● EXERCISE DIRECTIONS:
Rewrite only the stretch of the material from its start through the line containing "(1110, 378)", keeping each request line as it is. Multiply every coordinate in the answers by 1.8 and round to whole numbers, rounding halves up.

● RAW DATA:
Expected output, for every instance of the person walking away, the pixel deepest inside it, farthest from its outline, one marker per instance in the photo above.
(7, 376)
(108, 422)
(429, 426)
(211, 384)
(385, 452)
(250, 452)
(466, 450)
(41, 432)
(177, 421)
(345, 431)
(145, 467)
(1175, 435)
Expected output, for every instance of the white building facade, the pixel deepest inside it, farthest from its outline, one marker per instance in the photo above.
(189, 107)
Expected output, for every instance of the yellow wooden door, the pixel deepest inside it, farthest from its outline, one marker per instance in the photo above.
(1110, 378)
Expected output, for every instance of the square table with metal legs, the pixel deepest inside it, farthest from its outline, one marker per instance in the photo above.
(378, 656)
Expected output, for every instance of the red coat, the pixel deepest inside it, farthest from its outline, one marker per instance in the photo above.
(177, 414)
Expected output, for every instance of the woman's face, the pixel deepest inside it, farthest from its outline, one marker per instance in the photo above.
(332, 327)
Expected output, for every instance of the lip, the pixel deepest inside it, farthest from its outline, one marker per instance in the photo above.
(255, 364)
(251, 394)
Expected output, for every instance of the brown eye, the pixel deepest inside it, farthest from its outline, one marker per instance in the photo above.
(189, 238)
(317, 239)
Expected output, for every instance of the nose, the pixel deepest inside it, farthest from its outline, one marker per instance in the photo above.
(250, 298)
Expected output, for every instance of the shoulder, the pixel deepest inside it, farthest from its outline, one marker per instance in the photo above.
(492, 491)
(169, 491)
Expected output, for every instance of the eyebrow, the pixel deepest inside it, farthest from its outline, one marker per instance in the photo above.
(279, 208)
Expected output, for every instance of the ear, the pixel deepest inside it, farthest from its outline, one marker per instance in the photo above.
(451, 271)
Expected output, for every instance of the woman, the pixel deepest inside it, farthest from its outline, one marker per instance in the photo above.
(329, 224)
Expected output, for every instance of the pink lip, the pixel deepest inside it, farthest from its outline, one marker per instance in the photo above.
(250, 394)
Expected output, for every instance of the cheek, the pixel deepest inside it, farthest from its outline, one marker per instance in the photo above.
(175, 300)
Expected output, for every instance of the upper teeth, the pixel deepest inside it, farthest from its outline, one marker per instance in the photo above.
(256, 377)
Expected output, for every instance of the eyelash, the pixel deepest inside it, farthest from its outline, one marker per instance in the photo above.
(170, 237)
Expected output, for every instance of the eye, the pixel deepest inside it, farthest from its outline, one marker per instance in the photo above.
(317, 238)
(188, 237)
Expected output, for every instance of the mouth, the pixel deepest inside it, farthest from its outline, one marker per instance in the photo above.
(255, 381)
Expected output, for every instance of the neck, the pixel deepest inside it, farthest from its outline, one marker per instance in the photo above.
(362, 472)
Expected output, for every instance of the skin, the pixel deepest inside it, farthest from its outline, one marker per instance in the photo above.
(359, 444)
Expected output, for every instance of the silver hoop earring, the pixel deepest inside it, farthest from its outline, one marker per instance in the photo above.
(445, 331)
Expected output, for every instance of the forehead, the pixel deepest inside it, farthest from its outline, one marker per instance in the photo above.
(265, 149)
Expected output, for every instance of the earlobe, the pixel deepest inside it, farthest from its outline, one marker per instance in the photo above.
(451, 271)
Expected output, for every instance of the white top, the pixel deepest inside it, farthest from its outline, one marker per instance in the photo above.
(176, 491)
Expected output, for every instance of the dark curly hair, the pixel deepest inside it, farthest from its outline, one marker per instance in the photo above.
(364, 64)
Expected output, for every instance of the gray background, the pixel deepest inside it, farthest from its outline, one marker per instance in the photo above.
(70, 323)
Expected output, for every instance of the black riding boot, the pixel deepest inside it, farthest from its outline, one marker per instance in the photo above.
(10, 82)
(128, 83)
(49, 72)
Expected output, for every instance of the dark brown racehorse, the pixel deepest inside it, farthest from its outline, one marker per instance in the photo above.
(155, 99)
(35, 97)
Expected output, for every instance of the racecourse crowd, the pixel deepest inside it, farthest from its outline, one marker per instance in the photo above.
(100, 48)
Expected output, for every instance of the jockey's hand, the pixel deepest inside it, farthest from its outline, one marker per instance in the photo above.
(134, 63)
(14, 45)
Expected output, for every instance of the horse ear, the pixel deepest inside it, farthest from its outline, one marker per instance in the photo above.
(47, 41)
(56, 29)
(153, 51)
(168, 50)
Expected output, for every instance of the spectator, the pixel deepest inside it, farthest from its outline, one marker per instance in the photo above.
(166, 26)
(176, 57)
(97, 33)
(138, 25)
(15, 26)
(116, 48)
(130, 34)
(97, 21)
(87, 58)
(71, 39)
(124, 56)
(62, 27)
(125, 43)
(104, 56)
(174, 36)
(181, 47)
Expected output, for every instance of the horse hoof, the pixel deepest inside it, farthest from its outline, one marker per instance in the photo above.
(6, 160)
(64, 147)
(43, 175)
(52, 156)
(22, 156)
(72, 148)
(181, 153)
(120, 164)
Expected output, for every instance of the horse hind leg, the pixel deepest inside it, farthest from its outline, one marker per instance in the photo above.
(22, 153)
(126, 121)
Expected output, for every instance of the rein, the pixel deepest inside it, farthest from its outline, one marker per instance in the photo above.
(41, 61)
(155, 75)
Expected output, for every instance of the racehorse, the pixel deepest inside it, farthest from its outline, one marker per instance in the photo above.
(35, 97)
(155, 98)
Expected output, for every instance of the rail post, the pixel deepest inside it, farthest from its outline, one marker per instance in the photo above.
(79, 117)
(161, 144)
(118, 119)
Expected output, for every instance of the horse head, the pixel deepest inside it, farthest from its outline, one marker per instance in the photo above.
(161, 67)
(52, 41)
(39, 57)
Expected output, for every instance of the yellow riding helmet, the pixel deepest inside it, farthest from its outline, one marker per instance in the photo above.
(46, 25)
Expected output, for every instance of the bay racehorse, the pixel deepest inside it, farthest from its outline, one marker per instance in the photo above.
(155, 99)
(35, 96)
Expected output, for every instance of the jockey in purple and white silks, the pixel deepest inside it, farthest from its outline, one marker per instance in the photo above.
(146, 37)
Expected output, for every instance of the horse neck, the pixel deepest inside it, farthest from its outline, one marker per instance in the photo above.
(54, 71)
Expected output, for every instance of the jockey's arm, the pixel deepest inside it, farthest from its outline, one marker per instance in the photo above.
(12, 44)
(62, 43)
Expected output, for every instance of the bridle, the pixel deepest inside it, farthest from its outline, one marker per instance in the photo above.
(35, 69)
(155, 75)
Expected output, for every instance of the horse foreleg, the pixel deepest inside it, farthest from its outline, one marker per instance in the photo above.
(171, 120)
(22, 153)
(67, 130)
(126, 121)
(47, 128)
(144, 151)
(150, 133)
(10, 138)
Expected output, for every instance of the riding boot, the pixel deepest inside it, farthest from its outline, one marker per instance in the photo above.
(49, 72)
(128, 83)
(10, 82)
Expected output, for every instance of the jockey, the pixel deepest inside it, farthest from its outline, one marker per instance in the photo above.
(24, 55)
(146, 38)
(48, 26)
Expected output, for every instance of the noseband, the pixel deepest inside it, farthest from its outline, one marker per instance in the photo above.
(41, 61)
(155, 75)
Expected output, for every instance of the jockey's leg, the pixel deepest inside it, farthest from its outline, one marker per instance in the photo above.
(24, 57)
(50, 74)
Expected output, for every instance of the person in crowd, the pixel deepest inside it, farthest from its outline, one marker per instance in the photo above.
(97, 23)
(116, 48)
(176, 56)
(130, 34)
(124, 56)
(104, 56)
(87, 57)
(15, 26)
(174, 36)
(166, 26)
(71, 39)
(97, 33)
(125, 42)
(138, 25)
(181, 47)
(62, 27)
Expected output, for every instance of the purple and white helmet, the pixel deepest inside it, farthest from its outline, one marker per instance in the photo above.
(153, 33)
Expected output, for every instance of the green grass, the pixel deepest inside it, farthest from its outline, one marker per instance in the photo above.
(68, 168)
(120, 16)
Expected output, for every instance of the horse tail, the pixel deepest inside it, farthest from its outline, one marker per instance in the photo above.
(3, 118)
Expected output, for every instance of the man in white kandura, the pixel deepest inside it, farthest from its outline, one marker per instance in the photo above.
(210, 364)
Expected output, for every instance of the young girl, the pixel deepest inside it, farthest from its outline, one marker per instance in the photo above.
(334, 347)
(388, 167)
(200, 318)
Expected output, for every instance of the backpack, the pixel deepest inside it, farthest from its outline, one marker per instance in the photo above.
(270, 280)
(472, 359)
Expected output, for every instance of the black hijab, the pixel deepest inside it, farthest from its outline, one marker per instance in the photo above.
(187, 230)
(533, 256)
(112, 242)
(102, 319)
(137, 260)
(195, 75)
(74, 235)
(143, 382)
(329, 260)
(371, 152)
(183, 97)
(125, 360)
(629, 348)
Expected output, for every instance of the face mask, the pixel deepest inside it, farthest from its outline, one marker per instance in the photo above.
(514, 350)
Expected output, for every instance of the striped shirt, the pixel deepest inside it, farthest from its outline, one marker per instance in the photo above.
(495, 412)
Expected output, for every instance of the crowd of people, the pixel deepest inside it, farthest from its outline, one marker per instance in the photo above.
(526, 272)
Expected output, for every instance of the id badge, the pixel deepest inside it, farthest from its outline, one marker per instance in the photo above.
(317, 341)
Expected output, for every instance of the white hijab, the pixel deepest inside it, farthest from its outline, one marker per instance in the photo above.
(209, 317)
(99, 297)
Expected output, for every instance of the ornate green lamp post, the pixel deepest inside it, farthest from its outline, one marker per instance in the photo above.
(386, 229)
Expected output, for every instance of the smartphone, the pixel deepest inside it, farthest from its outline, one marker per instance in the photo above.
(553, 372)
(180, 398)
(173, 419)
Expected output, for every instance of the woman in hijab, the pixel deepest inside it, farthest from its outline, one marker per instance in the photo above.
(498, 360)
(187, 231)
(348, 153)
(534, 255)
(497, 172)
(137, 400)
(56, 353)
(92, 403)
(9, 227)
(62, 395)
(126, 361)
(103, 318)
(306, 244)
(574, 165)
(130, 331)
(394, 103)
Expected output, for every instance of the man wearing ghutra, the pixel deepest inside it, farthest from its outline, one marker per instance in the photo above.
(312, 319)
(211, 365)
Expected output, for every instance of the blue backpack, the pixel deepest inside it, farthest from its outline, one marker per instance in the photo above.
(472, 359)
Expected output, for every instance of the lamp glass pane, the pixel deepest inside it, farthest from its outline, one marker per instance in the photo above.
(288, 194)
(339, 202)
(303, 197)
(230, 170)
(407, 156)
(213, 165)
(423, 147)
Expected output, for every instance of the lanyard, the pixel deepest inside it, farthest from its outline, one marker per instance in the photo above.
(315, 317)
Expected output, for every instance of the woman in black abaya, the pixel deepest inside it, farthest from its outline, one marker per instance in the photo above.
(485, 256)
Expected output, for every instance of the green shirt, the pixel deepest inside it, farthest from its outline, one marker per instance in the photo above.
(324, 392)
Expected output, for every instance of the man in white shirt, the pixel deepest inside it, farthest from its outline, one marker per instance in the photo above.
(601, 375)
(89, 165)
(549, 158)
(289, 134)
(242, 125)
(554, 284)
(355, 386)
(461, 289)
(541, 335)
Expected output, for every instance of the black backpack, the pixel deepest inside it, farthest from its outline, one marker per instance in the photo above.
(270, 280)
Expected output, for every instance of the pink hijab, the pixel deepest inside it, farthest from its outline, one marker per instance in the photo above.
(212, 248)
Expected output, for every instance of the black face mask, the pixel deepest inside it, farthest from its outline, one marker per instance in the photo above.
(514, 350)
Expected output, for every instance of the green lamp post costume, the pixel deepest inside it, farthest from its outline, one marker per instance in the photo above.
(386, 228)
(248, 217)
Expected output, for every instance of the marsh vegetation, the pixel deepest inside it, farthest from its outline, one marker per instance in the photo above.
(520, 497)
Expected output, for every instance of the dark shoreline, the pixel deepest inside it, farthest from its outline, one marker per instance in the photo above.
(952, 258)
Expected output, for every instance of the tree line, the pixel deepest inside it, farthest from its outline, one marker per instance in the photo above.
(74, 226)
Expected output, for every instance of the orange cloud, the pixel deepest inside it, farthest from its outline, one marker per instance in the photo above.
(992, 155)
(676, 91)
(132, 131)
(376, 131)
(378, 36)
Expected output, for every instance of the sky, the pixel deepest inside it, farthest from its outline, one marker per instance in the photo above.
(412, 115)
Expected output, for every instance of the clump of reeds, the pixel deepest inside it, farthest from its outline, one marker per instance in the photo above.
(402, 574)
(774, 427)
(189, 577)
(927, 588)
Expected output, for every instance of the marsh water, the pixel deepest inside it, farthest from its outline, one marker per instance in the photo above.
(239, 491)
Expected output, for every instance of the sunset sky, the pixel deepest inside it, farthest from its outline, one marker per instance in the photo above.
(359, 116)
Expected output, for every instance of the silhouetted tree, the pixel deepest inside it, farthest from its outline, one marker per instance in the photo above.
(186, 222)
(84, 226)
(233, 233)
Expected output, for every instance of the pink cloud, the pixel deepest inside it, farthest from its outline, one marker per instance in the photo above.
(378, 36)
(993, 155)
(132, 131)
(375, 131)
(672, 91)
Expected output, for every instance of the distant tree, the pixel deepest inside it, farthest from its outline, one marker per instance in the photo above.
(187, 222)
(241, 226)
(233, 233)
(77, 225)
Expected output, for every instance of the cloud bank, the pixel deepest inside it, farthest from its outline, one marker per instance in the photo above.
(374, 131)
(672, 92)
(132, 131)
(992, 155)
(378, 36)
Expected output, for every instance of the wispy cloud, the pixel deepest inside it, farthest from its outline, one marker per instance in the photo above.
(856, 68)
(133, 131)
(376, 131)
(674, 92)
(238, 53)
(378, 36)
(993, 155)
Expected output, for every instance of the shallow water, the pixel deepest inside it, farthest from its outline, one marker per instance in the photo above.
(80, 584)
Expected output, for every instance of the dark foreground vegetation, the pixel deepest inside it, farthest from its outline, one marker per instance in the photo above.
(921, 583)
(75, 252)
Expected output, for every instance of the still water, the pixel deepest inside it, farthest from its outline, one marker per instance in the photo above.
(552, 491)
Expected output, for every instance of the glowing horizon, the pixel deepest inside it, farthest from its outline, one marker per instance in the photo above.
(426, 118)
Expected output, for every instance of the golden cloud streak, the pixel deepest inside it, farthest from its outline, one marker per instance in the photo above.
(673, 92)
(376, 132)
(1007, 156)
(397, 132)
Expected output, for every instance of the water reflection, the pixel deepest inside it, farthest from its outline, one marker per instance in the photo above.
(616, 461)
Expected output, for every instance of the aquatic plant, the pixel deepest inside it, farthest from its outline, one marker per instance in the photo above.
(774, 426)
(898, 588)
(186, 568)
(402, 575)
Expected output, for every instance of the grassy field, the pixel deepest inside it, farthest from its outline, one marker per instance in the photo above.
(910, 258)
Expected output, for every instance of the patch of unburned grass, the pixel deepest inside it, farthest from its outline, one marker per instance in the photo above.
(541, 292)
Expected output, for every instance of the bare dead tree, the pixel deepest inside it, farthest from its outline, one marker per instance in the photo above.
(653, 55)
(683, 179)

● RESULT OF THE TASK:
Expected output, for every instance of the person walking away, the pixel deepest inside it, farthest from its outline, one marker per instance in the photo above.
(13, 677)
(194, 760)
(772, 767)
(380, 691)
(693, 814)
(450, 814)
(839, 810)
(74, 778)
(319, 758)
(621, 776)
(261, 841)
(2115, 783)
Expected output, for every instance of the white building facade, the pixel deepest inside it, farthest from its outline, one marker per instance in the photo above.
(340, 193)
Expected output, for every instance of the yellow wooden door, the pixel deepest inside it, farthest from its outline, one marker per instance in the photo above.
(1998, 680)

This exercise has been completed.